### RECORDS TO USE
___

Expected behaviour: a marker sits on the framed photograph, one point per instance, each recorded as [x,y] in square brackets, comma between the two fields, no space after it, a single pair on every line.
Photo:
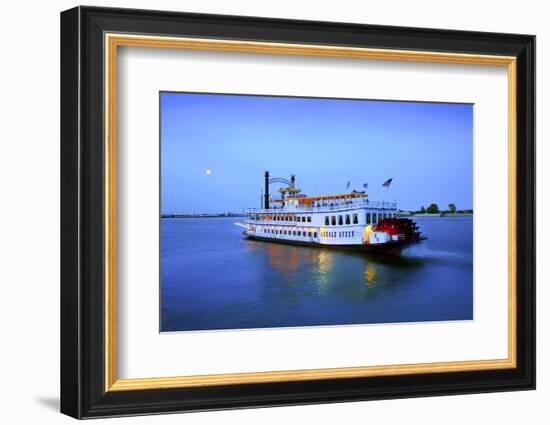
[261,212]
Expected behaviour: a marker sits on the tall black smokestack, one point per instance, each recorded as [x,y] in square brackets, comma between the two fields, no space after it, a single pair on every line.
[266,190]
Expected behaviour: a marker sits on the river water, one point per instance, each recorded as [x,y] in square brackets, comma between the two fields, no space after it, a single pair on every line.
[213,278]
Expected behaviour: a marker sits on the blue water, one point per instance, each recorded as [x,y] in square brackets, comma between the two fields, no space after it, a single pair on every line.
[212,278]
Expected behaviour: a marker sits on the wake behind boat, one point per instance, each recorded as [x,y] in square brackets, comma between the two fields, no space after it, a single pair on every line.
[345,221]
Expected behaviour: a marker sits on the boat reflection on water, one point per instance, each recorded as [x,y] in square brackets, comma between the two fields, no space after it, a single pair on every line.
[213,278]
[329,268]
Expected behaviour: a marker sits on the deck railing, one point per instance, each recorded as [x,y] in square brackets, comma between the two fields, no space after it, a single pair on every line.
[336,206]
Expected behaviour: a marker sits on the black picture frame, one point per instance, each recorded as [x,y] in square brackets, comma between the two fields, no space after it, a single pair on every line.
[83,392]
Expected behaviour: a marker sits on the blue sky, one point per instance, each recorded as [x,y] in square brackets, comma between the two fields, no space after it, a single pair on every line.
[427,148]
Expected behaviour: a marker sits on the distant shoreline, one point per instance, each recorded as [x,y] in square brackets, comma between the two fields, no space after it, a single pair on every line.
[438,215]
[202,215]
[237,215]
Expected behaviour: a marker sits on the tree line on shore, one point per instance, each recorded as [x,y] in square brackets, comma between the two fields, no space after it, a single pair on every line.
[434,209]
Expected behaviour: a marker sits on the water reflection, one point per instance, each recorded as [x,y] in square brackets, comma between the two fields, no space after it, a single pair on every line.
[370,274]
[328,268]
[212,278]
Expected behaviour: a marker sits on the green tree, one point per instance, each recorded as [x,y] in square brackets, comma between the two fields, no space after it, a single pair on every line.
[432,209]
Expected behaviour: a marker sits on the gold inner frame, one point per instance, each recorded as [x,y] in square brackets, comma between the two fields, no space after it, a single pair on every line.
[113,41]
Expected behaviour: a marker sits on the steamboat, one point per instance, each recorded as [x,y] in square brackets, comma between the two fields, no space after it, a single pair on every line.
[347,220]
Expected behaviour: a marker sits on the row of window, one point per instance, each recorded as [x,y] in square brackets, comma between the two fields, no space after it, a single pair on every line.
[289,232]
[302,219]
[331,220]
[374,217]
[346,234]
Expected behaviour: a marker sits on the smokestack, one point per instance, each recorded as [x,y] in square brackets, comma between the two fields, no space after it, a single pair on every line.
[266,190]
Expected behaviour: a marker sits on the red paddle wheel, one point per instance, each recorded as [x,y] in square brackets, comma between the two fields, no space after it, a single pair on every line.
[403,228]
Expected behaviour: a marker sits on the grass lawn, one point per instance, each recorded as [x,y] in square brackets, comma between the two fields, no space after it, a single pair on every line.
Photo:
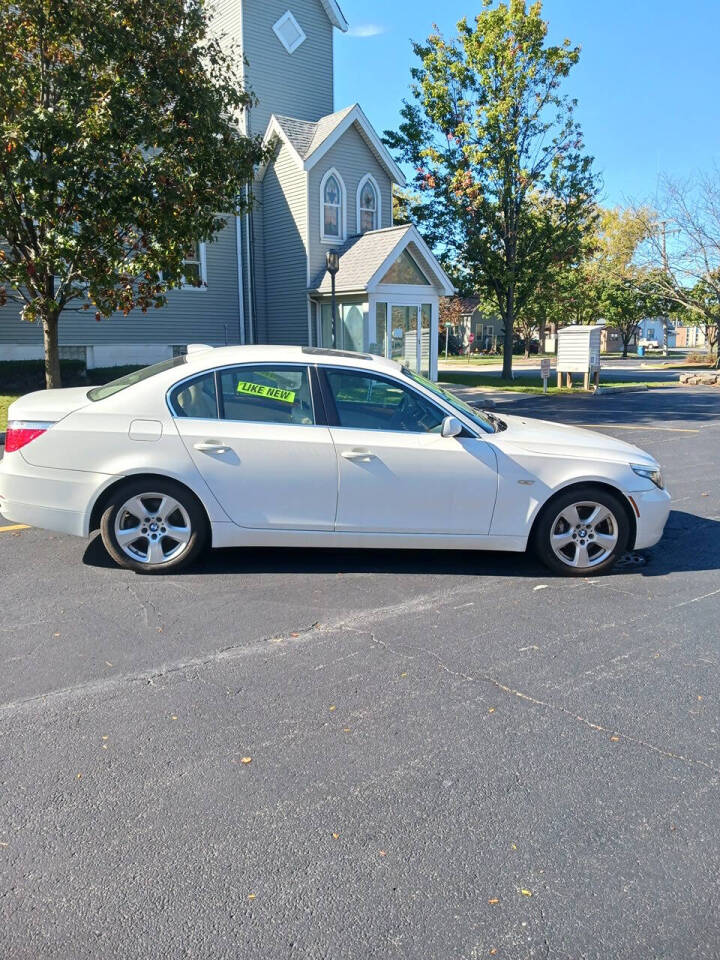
[534,384]
[5,402]
[479,359]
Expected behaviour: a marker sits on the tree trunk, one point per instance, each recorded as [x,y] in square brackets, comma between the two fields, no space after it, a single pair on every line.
[543,335]
[509,320]
[53,378]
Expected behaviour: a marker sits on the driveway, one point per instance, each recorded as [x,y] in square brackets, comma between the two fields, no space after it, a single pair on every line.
[450,755]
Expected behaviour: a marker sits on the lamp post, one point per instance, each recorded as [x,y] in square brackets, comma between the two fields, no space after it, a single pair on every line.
[332,262]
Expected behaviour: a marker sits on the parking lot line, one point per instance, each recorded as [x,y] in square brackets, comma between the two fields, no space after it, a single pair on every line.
[624,426]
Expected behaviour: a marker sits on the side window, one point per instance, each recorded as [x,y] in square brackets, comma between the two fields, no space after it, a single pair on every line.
[374,403]
[266,394]
[196,398]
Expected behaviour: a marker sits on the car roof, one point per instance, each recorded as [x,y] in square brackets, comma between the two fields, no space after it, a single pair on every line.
[204,359]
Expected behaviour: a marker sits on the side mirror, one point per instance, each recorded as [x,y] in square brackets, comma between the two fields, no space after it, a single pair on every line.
[451,427]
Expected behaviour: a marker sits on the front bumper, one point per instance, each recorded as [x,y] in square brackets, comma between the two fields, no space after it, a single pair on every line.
[654,509]
[58,500]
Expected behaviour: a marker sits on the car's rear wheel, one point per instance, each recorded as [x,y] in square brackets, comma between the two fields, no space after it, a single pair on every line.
[582,532]
[153,526]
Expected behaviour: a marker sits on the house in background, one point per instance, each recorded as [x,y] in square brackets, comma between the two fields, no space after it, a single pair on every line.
[651,328]
[486,330]
[690,336]
[327,187]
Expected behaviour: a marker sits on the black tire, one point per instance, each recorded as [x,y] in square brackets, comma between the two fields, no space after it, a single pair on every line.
[164,551]
[558,543]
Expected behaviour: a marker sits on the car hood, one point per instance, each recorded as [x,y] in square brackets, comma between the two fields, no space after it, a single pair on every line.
[557,439]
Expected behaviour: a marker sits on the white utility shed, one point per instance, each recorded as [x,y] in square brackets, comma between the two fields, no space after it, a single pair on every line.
[579,352]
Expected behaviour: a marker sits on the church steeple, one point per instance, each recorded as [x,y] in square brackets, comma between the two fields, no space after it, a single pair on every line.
[288,48]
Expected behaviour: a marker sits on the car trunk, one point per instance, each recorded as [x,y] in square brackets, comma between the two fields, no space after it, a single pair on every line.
[49,405]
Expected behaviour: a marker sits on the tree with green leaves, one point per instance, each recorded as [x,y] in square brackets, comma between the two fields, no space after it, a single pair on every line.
[505,186]
[684,249]
[119,151]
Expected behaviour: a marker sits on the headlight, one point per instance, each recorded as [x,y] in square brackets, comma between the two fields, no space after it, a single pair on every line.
[650,473]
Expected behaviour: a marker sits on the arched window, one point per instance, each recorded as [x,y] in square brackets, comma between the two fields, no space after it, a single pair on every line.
[333,207]
[368,205]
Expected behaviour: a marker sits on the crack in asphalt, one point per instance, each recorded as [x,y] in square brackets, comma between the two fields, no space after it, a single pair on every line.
[548,705]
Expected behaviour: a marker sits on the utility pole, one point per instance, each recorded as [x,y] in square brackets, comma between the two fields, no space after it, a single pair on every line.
[666,268]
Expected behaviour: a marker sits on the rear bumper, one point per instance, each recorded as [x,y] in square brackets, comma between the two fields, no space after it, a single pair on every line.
[654,508]
[58,500]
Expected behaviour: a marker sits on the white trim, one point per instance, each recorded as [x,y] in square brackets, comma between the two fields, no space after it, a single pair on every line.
[275,131]
[287,17]
[356,115]
[412,236]
[335,14]
[332,172]
[369,178]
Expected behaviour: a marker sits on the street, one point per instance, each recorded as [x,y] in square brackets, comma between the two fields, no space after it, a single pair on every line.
[360,754]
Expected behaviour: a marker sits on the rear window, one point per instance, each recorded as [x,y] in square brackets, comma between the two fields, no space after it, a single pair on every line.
[130,379]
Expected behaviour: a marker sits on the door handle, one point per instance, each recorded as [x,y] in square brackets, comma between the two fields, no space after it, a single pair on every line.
[211,446]
[362,455]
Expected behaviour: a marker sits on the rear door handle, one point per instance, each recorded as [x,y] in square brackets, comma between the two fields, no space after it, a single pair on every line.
[362,455]
[211,446]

___

### WHAT YOU NEED TO DO
Give back the whole listing exactly; no pictures.

### TASK RESULT
Expected behaviour: a marker sits on the framed photograph, one point per instance, each recorded as [x,y] in square brackets, comma between the two fields, no space after it, a single pair on every line.
Photo:
[261,212]
Expected behaviour: a marker sits on the tall black smokestack, one point per instance, each recorded as [x,y] in square brackets, comma between the two fields, no space after it, a single pair on every line.
[266,190]
Expected behaviour: a marker sits on the river water, one point per instance, each recorded as [x,y] in square brackets, comma between the two fields, no space after it, a single pair on every line.
[213,278]
Expected behaviour: a marker sits on the blue water, one point per instance, each recorded as [x,y] in square brackets, comma between the two fields, no space after it, a single pair on every line.
[212,278]
Expected behaviour: a marker sits on the wake behind boat, one point per instance, each recorded as [x,y] in square brackets, comma between the two fields, no space after it, a single pair on every line.
[345,221]
Expected behaviour: a marker sits on the boat reflection on water, one point per instance, each recorded as [x,y] in square brackets, comma between the two fields, no space after it, a single pair on every line.
[213,278]
[329,268]
Expected behaviour: a marker sits on the deck railing, one point per instance, each recorded as [x,y] in square brackets, comma between the two fields, no space after it, a single pair on every line.
[336,206]
Expected behaviour: a marker sits on the black picture frame, one point per instance, each recorded as [x,y] in square brackets, comma between the two fields, no space after it, a single pair on every line.
[83,392]
Expected behaviour: a marker sits on the blue sky, one point per instance, each recorded as [x,y] in square brackets, comma between the two fields, no space after it, a single pair on every line.
[427,148]
Expected behaviour: a marker sits on the distant shoreline, one point per instance, each recorded as [x,y] in square brackets, comma between the two fields, no space after it, a single pair on every line.
[438,215]
[202,215]
[237,215]
Expected behaviour: a marker sits on the tree line on shore, one point per instance, each recorded as [x,y] in square brackets, comma between the two fields, no space after it, a single pair on every line.
[434,209]
Expected behaviour: a marker sits on the water reflection, one point per instance, each recorded as [x,y] in square brackets, comma between the two fields, no space after it, a single pair on every line.
[370,274]
[328,268]
[212,278]
Expected behaviour: a marker sits on the green tree, one point per instance, each recorded as [x,y] in square brackets, comma between the two fields, no space after it, a single pair on every line.
[432,209]
Expected behaviour: a marker sits on the gold inner frame, one point per instance, each recorded as [x,y] in square brackets, comma between the two fields, no space after it, a single pair on every line.
[113,41]
Expected behaviour: a marker sits on the steamboat, one point per instance, each recorded as [x,y] in square brackets, comma between the two fields, no space after it, a single pair on every line.
[347,220]
Expected behaviour: a marker sits on the row of window, one point per instance, each recorded as [x,y] in square brackets, comma between the two fields, no space after it, a single pair on every line.
[289,232]
[302,219]
[331,220]
[374,217]
[346,234]
Expected behaviour: a marker sits on the smokestack, one point per instance, each recorded as [x,y] in square brackets, comma between the two fields, no space after it, a single pair on every line.
[266,190]
Expected behaviour: a marker sits on the red paddle wheel, one point per instance, each recorded as [x,y] in square brackets, comma between the two fields, no space after it, a single pair on every line.
[403,228]
Expected behaviour: a marker sits on the grass lawn, one point per instance, each recorded as [x,y] in square brackets, comma between the two fields, no space after it, a single pair on every line.
Photo:
[534,384]
[5,402]
[479,359]
Expected behaviour: a marker sits on the tree trunk, one point per instance, each recorded as [x,y] in square brackets, comma between the two fields, no space after it, a single pair on every line.
[543,335]
[509,320]
[53,378]
Expected behaviour: a marker sits on the driveway, one point per instance, each recorded as [x,y] in square brackets, comma between the two fields, no space after it, a single pair on every line.
[450,755]
Expected behaviour: a marker sits on the lamp post, one point per instance, each recorded as [x,y] in square brackets, comma between the two fields, no space after it, a single pair on every line.
[332,262]
Expected behaviour: a marker sits on the parking lot line, one point per instance, each recorded as [x,y] in square brackets, comma between the two fields, no space after it, a single pair on every line.
[624,426]
Expected behaviour: a marker sits on the side window, one point per instance, each recorded as [x,y] in square brackets, comma between the two fields, no space after it, a single pair on every line.
[374,403]
[266,394]
[196,398]
Expected behaviour: a marker sits on the car roof, one point per instance, each recorded as [x,y] in square brackets, comma between the two fields, no space after it, a single pair on every line.
[204,359]
Expected behaviour: a marker sits on the side mirror, one point per instance, each recorded as [x,y] in square brackets, comma between the two fields, no space after it, a single pair on every line.
[451,427]
Expected behaviour: a marker sits on the front bumper, one point per instance, each recorded as [x,y] in square brackets, comma between the two fields, no space after it, a single pair on every line.
[654,509]
[58,500]
Expected behaviour: a marker sits on the car's rear wheel, one point per instance, each recorded as [x,y] in square brackets, comma between the two fields, no space after it, a single pair on every line.
[582,532]
[153,526]
Expected behaviour: a marker sits on the house in background, one point per instance, each recorded as [x,y] in square brackets, comma between the two fields, no space after it, a single pair on every line.
[651,328]
[486,330]
[690,336]
[327,187]
Expected behaviour: a marker sits on the black tire, one point per instance, each recorded as [x,y] in square brackets, comma between the two fields, no space after it, a single pair on every line.
[164,551]
[558,543]
Expected behaviour: a marker sits on the car hood, one point per instance, each recorded as [x,y] in square brackets, comma between the two fields, no space after it, a single pair on every line.
[557,439]
Expected behaviour: a marker sits on the white utility shed, one point per instance, each recorded as [x,y] in square brackets, comma between the two fields, no space after it, a single pair on every line.
[579,352]
Expected behaviour: a marker sits on the church steeple, one point per instance, each recorded as [x,y] in square brackets, comma between the two fields, no space after it, a single pair on every line.
[288,48]
Expected behaviour: a marker sits on the car trunk, one point per instance, each recorded as [x,y] in square brackets, comma between the two fields, no space after it, a single pair on every line.
[49,405]
Expected behaviour: a marker sits on the tree with green leaves, one point per instance, each recorded as [x,y] in square brackets, comma between the two fields, no space after it, a single pair on every line.
[505,186]
[684,249]
[119,151]
Expected behaviour: a marker sits on the headlight, one point per instance, each recorded as [x,y] in square brackets, comma between the two fields, no space after it, a single pair on every line.
[650,473]
Expected behaviour: a marker sits on the arched window, one point per instance, each recorded as [x,y] in square brackets, comma between the two fields, no space after it, a single pair on every line.
[333,207]
[368,205]
Expected behaviour: a marker sits on the crack in asphalt, one point per instance, each recorded as [x,y] in square brackets, comma between the two fields, no space after it, a single pair on every line.
[548,705]
Expected behaviour: a marker sits on the utility pole, one point per instance, each recorded as [x,y] in square brackets, comma between the two fields, no space after it, a single pair on every line.
[666,268]
Expected behaviour: a marker sits on the rear bumper, one point per instance, each recorded as [x,y] in square brackets, comma between the two fields, no space after it, a single pair on every line.
[654,508]
[58,500]
Expected behaviour: a marker sits on the white trim, one point per instance, each recorded as [x,y] in square brackets, comma between the two fields, no space after it, a single pair on every line.
[275,131]
[287,17]
[356,115]
[412,236]
[335,14]
[332,172]
[369,178]
Expected behaviour: a marker sits on the street, one point per instance, each recorded as [x,y] in square brackets, comma between the two fields, no space after it, a single pair on every line.
[360,754]
Expected behaviour: a marker sits on the rear window, one point per instance, each recorded as [x,y] in square brackets, comma between the two fields, no space after it, a single pair on every line.
[130,379]
Expected behaviour: a marker sits on the door handle, one point per instance, each recorded as [x,y] in square brackets, comma between the two fields, no space after it, a single pair on every line.
[211,446]
[362,455]
Expected behaviour: a marker sits on the rear door handle, one point per instance, each recorded as [x,y] in square brackets, comma between the two fields, no space after it, a single pair on every line.
[362,455]
[211,446]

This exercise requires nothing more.